- Text extract
* begin *
# Hello from East Texas



## colbyntx (Jun 23, 2008)

Just thought I would make my first post here in the newbe section to say hello. I am in deep East Texas about 10 miles from Louisiana right above where the Sabine river becomes the TX/LA border. We have lots of deer and hogs so there is always game to hunt year round. Looks like a good forum and hope I can pick up some good ticks and tips and enjoy everybodies stories.

ColbyNTX


----------



## colbyntx (Jun 23, 2008)

Also, anybody in the area, I would like to get together with others for a shoot!


----------



## Bayou Bowhunter (Sep 18, 2007)

*Welcome to Archery Talk!*


----------



## Flat-Broke (Mar 3, 2006)

*Welcome to AT!!* :darkbeer:


----------



## Bowdiddly (Jan 19, 2004)

Welcome to Archery Talk


----------



## tylerolsen12 (Feb 8, 2007)

welcome to AT


----------



## Tim Roberts (Jul 13, 2002)

:wave3: :yo: *G'day.*:welcome: to *Archery Talk* ColbyNTX. :typing: Enjoy the *fun* here.
* end *
- What is asked
A – Reproduce the passage of the East Texas welcome thread starting at "# Hello from" and ending at "enjoy everybodies stories.".
B – Name every user who posted in the East Texas welcome thread, listing each username once.
C – Carry the East Texas welcome thread on past its final post.
The items come from a different source than the forum thread.

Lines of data
* begin *
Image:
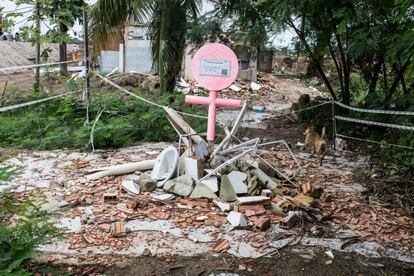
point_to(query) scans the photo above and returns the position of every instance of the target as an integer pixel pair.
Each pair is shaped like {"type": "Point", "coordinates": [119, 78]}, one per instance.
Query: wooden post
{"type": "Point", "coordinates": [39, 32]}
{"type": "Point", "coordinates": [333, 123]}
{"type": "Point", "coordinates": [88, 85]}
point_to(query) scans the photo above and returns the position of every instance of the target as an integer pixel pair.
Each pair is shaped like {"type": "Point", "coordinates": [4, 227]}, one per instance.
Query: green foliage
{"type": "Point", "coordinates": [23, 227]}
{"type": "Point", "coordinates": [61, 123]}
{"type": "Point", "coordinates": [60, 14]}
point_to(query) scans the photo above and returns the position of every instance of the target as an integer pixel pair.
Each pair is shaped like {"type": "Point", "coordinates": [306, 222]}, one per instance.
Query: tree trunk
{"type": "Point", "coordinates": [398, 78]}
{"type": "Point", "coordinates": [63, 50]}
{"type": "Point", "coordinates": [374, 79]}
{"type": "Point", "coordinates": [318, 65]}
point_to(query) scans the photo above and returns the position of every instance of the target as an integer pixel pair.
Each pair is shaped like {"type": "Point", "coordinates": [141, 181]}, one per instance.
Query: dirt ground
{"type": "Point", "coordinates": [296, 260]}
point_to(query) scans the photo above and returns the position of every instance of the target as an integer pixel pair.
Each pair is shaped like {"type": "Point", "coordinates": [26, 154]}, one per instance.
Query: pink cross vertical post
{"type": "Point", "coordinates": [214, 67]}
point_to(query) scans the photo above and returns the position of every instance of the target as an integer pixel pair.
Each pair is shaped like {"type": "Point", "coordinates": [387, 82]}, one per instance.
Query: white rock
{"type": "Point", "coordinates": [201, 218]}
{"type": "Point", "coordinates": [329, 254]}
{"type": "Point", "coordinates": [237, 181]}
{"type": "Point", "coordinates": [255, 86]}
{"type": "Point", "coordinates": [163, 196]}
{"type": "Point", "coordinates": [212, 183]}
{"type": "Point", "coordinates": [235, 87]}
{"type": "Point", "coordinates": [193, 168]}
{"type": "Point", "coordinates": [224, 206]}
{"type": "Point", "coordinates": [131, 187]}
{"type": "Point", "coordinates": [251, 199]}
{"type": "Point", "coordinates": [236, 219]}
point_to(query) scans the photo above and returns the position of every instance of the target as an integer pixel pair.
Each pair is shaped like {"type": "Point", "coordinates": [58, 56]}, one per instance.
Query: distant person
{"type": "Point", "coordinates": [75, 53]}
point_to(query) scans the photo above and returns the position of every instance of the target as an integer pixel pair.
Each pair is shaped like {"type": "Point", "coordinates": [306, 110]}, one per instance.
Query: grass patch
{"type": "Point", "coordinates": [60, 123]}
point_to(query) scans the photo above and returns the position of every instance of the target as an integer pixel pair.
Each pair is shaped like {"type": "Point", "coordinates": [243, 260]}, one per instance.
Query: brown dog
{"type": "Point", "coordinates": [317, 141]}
* end *
- Results by task
A –
# Hello from East Texas



## colbyntx (Jun 23, 2008)

Just thought I would make my first post here in the newbe section to say hello. I am in deep East Texas about 10 miles from Louisiana right above where the Sabine river becomes the TX/LA border. We have lots of deer and hogs so there is always game to hunt year round. Looks like a good forum and hope I can pick up some good ticks and tips and enjoy everybodies stories.

B – colbyntx, Bayou Bowhunter, Flat-Broke, Bowdiddly, tylerolsen12, Tim Roberts

C –
----------



## Double S (Mar 30, 2008)

Welcome to Archerytalk:darkbeer:


----------



## mikel m14 (Jul 24, 2006)

:welcome: to AT and have Fun!

Enjoy Shooting!:archer:


----------



## swampfrogg (Jun 29, 2007)

Glad to have ya here!!

Enjoy archery, Bring others along!!


----------



## Dthbyhoyt (Dec 4, 2004)

:welcome: 2 ArcheryTalk


----------



## Jose Boudreaux (Oct 18, 2003)

you near Hemphill??

I'm in Center.......I help out in the bow shop and what not at

www.wulfoutdoorsports.com

I work at the Tyson chicken plant, go to the bow shop in my spare time.....


----------



## colbyntx (Jun 23, 2008)

Boudreaux, 

Much closer, near Tenaha.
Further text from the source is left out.